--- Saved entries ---
○ ○ ○

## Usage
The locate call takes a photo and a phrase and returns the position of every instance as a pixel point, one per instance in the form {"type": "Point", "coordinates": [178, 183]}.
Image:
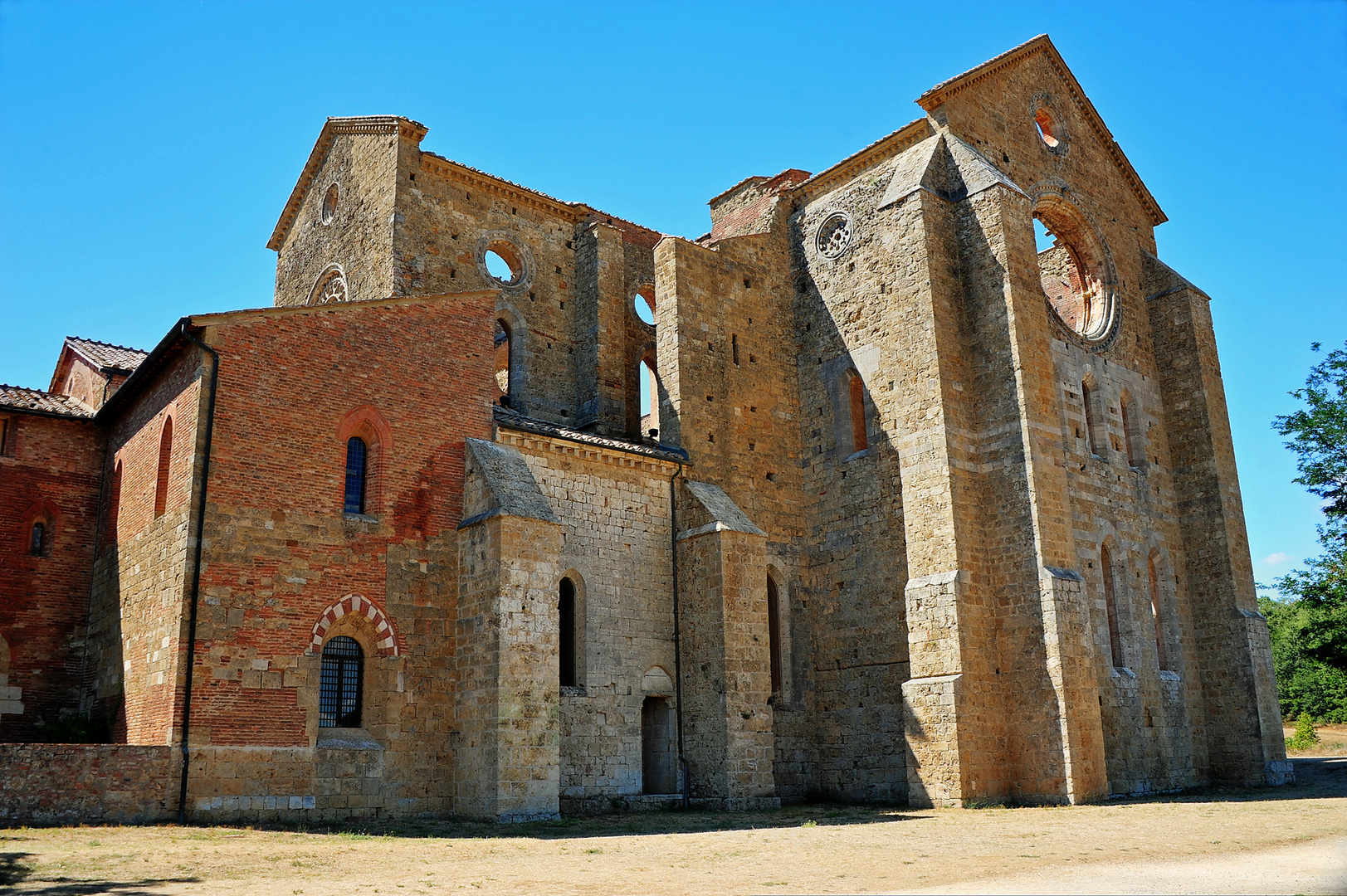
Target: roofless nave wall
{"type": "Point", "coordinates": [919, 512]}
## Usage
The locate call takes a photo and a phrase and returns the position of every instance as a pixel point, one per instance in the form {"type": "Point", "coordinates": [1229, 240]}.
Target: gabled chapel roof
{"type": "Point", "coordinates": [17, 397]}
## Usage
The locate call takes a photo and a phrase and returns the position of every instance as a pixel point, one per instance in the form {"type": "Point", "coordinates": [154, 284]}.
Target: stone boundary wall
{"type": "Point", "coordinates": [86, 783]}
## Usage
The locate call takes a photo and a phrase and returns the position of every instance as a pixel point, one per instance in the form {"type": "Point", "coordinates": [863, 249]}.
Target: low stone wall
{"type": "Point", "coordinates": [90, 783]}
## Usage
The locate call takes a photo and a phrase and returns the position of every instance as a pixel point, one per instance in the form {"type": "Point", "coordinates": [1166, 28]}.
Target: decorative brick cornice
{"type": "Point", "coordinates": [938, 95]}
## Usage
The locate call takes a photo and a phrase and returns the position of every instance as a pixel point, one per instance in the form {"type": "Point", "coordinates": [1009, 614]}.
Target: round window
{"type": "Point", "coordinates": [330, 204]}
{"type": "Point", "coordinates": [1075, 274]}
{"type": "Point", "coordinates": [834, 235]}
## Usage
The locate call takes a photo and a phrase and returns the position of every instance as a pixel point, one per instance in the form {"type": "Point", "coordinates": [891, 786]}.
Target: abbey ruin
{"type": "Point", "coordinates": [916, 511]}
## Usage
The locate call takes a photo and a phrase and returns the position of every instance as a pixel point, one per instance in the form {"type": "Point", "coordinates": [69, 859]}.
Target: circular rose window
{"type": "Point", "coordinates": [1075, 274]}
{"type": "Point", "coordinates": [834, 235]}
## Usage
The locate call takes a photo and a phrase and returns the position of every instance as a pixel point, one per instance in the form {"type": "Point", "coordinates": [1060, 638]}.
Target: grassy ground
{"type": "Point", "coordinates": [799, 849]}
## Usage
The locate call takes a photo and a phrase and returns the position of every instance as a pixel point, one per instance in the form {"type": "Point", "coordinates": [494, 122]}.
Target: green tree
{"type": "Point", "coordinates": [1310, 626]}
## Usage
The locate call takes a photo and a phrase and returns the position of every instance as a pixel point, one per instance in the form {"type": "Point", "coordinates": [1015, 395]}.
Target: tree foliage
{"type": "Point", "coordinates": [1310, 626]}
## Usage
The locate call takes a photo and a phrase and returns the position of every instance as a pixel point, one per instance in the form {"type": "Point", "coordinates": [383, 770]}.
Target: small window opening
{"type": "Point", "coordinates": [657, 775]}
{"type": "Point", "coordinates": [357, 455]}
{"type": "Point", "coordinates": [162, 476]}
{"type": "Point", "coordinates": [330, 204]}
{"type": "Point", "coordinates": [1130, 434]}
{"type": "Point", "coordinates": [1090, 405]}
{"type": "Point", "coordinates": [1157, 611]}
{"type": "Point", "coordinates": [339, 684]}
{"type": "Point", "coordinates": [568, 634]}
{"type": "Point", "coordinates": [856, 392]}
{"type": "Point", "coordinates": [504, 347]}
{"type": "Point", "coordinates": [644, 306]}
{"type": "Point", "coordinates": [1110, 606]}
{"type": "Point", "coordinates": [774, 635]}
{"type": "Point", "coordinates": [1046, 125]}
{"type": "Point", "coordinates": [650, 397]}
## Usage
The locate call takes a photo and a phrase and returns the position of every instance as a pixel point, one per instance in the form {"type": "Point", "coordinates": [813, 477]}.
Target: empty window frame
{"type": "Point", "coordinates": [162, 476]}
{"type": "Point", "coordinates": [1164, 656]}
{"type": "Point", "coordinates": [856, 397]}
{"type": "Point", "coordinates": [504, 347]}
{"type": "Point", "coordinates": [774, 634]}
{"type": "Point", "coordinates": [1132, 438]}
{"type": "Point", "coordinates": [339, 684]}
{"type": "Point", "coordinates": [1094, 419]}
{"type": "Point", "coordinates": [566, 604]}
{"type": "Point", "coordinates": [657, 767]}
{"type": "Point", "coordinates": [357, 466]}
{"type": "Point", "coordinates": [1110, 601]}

○ ○ ○

--- TASK DIRECTIONS ---
Could you edit all of the lines above so that every "locate call" reads "search call", with nothing else changed, and leave the pictures out of your answer?

--- REPLY ---
## Usage
The search call takes a photo and a phrase and returns the position of every instance as a pixel point, one per instance in the form {"type": "Point", "coordinates": [178, 183]}.
Image:
Target: roofless nave wall
{"type": "Point", "coordinates": [919, 512]}
## Usage
The search call takes a photo and a phrase and returns the position of every instance as a pixel point, one per instance in the form {"type": "Point", "coordinates": [1229, 240]}.
Target: gabled chapel roof
{"type": "Point", "coordinates": [17, 397]}
## Usage
The search call takes a photo and a phrase and returns the position of every instance as a pixel point, one per instance in the form {"type": "Point", "coordinates": [154, 284]}.
Target: stone boundary wall
{"type": "Point", "coordinates": [86, 783]}
## Usage
The search call takes a photo and a phrase and returns the position of every instance as a pixel point, one per instance in the form {"type": "Point", "coordinates": [863, 249]}.
Target: low stone wall
{"type": "Point", "coordinates": [90, 783]}
## Usage
The search call takes a photo and a phrase and returns the position of every instance as a pixel point, one per instance in the form {"type": "Point", "coordinates": [1166, 28]}.
Target: decorative brick cornice
{"type": "Point", "coordinates": [938, 95]}
## Usage
The search call takes a photo and a phrase and returns the position of every instance as a pixel point, one per instance in the form {"type": "Point", "coordinates": [1009, 614]}.
Target: round window
{"type": "Point", "coordinates": [330, 204]}
{"type": "Point", "coordinates": [1075, 274]}
{"type": "Point", "coordinates": [834, 235]}
## Usage
The search call takes a photo and a phrase and returns the position of every instance as a pixel point, one per instance in the form {"type": "Point", "coordinates": [891, 786]}.
Target: abbey ruin
{"type": "Point", "coordinates": [916, 511]}
## Usage
The search call takes a photo and a phrase and returns the position of every instance as a pixel point, one per instance in the form {"type": "Point", "coordinates": [69, 859]}.
Target: circular rose window
{"type": "Point", "coordinates": [1075, 274]}
{"type": "Point", "coordinates": [834, 235]}
## Usage
The search call takes a photo and a phrase and returns the position of every instance as a pixel point, one per instance in the form {"type": "Point", "coordinates": [1060, 638]}.
Target: grassy ground
{"type": "Point", "coordinates": [799, 849]}
## Usage
The search call takes a photo and a phrase and returns the position of every instance as a pixel point, one per instance in the form {"type": "Point", "coordinates": [494, 122]}.
Target: green tree
{"type": "Point", "coordinates": [1310, 626]}
## Usage
The search call takes a photo and a phrase and returns the position of every instance as a pixel point, one per instance in the form {"type": "Point", "coordinates": [1015, 395]}.
Target: tree foliage
{"type": "Point", "coordinates": [1310, 626]}
## Usage
The search call takes a photo and a phrase and returns the position of every instance as a pixel point, one per instance in the form {"type": "Point", "coordinates": [383, 770]}.
Target: small window opening
{"type": "Point", "coordinates": [657, 775]}
{"type": "Point", "coordinates": [357, 455]}
{"type": "Point", "coordinates": [162, 476]}
{"type": "Point", "coordinates": [330, 204]}
{"type": "Point", "coordinates": [1130, 434]}
{"type": "Point", "coordinates": [1090, 405]}
{"type": "Point", "coordinates": [1157, 611]}
{"type": "Point", "coordinates": [339, 684]}
{"type": "Point", "coordinates": [568, 634]}
{"type": "Point", "coordinates": [856, 392]}
{"type": "Point", "coordinates": [504, 347]}
{"type": "Point", "coordinates": [644, 306]}
{"type": "Point", "coordinates": [1110, 606]}
{"type": "Point", "coordinates": [774, 635]}
{"type": "Point", "coordinates": [1046, 125]}
{"type": "Point", "coordinates": [650, 397]}
## Usage
The search call takes a photo and a phrase and returns the position of every instance as a pixel point, one per instance in the form {"type": "Point", "coordinates": [813, 477]}.
Target: empty window frame
{"type": "Point", "coordinates": [162, 476]}
{"type": "Point", "coordinates": [1164, 656]}
{"type": "Point", "coordinates": [856, 397]}
{"type": "Point", "coordinates": [504, 347]}
{"type": "Point", "coordinates": [774, 634]}
{"type": "Point", "coordinates": [1132, 438]}
{"type": "Point", "coordinates": [339, 684]}
{"type": "Point", "coordinates": [1094, 419]}
{"type": "Point", "coordinates": [566, 604]}
{"type": "Point", "coordinates": [657, 767]}
{"type": "Point", "coordinates": [357, 466]}
{"type": "Point", "coordinates": [1110, 601]}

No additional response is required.